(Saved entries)
==========
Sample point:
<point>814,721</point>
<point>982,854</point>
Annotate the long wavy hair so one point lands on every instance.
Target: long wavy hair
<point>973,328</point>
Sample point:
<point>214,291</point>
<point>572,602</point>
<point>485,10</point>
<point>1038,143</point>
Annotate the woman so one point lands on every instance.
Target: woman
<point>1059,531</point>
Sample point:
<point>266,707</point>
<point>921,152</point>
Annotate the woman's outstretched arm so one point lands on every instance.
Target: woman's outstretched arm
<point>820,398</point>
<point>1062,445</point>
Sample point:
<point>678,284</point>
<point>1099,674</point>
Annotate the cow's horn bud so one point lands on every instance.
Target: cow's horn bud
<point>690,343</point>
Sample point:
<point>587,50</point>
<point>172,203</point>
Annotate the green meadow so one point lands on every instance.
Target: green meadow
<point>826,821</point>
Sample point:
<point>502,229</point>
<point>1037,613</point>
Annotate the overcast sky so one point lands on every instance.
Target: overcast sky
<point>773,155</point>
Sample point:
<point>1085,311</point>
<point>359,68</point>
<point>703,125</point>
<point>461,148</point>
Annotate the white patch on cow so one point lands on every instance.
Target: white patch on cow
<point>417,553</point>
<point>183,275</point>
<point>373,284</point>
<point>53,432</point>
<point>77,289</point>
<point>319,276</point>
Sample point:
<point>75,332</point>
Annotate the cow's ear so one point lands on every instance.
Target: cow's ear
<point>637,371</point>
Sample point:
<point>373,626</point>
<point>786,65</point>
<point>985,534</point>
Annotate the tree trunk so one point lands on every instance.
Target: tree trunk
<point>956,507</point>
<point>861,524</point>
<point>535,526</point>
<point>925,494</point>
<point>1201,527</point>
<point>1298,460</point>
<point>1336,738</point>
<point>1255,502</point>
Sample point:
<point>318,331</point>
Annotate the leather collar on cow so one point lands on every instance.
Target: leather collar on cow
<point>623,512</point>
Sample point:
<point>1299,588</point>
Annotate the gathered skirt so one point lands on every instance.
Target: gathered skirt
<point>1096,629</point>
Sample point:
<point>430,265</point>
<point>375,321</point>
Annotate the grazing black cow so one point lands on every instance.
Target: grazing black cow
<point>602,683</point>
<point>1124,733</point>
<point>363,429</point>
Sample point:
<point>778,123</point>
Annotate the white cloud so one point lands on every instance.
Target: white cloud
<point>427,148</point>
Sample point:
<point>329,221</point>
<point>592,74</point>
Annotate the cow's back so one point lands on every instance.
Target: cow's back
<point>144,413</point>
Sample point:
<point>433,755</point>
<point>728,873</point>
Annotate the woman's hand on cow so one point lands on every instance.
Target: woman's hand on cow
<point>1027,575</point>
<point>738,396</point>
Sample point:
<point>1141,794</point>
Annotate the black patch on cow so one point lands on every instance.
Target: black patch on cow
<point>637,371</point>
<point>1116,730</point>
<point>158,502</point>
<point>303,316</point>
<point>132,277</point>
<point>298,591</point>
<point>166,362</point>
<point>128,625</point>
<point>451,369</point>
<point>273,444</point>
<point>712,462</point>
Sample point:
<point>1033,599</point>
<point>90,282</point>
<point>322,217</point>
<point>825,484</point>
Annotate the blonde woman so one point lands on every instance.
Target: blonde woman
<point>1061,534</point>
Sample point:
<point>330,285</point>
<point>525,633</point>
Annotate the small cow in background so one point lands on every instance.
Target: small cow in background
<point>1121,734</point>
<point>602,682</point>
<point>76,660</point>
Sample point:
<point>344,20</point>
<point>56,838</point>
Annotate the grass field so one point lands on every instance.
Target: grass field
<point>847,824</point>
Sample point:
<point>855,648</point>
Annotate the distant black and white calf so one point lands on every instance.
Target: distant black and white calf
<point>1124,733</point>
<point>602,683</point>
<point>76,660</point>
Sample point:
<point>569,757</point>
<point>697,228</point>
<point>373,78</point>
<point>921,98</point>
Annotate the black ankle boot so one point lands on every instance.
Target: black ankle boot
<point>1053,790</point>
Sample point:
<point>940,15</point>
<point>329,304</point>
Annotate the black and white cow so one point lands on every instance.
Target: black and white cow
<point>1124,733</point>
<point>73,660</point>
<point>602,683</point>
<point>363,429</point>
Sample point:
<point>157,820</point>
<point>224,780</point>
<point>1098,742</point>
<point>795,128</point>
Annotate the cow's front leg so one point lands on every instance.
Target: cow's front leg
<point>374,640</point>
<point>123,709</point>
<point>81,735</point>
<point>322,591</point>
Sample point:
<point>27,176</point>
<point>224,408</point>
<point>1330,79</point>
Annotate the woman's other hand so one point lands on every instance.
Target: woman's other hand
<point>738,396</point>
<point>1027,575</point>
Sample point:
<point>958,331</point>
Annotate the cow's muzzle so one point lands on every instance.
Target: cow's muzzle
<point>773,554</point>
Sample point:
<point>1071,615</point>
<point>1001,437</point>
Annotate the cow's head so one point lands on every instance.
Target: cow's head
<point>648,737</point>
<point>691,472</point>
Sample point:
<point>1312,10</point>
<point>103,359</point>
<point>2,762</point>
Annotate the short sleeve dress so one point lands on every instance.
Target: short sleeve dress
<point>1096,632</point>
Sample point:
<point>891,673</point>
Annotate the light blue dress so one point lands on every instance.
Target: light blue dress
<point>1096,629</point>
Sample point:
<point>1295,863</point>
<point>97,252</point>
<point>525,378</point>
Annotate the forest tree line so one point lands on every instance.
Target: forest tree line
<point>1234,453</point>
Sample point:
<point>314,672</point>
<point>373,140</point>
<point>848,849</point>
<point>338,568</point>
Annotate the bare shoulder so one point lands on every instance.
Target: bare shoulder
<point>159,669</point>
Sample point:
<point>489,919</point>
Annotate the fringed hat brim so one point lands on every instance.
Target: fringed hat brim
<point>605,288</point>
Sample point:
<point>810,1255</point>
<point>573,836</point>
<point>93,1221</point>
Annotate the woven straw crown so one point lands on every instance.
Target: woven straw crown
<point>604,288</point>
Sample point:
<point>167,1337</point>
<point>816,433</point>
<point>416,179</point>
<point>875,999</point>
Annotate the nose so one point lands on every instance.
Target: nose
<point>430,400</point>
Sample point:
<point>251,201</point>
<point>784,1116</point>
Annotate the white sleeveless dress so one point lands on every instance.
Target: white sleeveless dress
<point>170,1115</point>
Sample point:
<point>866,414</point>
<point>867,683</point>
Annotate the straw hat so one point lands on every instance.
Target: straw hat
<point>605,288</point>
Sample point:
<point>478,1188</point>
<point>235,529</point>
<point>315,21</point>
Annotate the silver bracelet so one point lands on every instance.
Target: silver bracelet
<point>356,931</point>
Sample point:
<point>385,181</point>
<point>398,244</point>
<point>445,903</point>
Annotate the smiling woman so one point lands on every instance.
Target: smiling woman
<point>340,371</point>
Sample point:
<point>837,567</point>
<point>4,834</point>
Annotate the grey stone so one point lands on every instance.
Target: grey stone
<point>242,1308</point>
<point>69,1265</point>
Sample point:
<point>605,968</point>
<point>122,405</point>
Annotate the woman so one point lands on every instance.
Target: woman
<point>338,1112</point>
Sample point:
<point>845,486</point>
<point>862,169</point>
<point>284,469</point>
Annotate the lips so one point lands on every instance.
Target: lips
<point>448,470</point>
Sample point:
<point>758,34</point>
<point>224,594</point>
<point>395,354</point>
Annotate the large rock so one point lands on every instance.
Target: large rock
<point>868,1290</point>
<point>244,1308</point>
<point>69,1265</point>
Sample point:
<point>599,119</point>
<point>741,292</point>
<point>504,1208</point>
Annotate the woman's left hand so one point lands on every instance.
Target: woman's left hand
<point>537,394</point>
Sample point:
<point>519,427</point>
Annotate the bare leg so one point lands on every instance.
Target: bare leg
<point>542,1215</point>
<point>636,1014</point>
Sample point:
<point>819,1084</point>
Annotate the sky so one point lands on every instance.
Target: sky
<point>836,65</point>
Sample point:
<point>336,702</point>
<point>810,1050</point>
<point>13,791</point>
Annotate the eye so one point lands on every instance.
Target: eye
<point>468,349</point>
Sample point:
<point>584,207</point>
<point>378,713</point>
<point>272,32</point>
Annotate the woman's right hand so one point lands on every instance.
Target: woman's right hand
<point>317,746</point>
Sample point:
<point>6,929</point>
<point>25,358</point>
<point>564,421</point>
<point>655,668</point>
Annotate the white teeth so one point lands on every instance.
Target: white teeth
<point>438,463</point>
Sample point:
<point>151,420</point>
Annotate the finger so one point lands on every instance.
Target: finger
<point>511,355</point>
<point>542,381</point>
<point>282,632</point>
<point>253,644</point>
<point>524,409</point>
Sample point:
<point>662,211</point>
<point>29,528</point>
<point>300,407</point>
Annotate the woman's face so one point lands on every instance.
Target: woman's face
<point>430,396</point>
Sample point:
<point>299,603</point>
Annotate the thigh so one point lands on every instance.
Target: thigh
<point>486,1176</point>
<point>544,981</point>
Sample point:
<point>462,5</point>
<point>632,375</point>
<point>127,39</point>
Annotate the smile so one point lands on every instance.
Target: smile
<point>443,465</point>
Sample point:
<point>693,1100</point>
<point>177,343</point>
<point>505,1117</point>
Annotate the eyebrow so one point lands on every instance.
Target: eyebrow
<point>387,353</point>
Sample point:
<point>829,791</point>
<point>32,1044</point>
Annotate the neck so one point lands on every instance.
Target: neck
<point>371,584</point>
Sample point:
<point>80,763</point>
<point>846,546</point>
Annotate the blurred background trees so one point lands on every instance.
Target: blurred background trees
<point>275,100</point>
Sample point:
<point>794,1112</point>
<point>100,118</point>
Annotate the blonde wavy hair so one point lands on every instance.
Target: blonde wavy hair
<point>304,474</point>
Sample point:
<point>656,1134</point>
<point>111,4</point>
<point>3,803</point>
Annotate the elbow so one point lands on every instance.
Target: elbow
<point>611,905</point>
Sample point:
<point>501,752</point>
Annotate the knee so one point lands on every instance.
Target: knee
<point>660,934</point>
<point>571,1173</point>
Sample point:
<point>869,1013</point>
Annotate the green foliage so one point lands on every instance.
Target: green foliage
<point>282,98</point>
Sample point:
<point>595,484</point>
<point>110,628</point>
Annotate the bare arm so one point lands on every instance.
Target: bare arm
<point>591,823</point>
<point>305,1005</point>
==========
ACTION ITEM
Above are the records. Copy the lines beginning at the one that has "Target: nose" and ending with the one that has "Annotate the woman's left", unchanged.

SOLUTION TO THIS TASK
Target: nose
<point>430,400</point>
Sample point:
<point>251,201</point>
<point>784,1116</point>
Annotate the white sleeveless dress so one point lands on every instance.
Target: white sleeveless dress
<point>170,1115</point>
Sample point:
<point>866,414</point>
<point>867,683</point>
Annotate the straw hat so one point lands on every instance.
Target: straw hat
<point>605,288</point>
Sample point:
<point>478,1188</point>
<point>235,529</point>
<point>315,21</point>
Annotate the silver bracelet so one point lands on every instance.
Target: silver bracelet
<point>356,931</point>
Sample point:
<point>385,181</point>
<point>398,244</point>
<point>445,903</point>
Annotate the smiling woman so one point lands on every instance.
Target: smiling woman
<point>340,371</point>
Sample point:
<point>837,567</point>
<point>4,834</point>
Annotate the grey stone so one point lands on every instance.
Target: grey stone
<point>242,1308</point>
<point>69,1265</point>
Sample point:
<point>605,968</point>
<point>122,405</point>
Annotate the woman so one point lands on every instance.
Target: woman
<point>338,1112</point>
Sample point:
<point>845,486</point>
<point>862,169</point>
<point>284,469</point>
Annotate the lips so one point lands on every instance.
Target: lips
<point>448,470</point>
Sample point:
<point>758,34</point>
<point>224,594</point>
<point>395,354</point>
Annotate the large rock so one point lands on every instance.
Target: large rock
<point>868,1290</point>
<point>244,1308</point>
<point>69,1265</point>
Sample point:
<point>599,119</point>
<point>741,292</point>
<point>504,1208</point>
Annotate the woman's left hand so one point lands on every instance.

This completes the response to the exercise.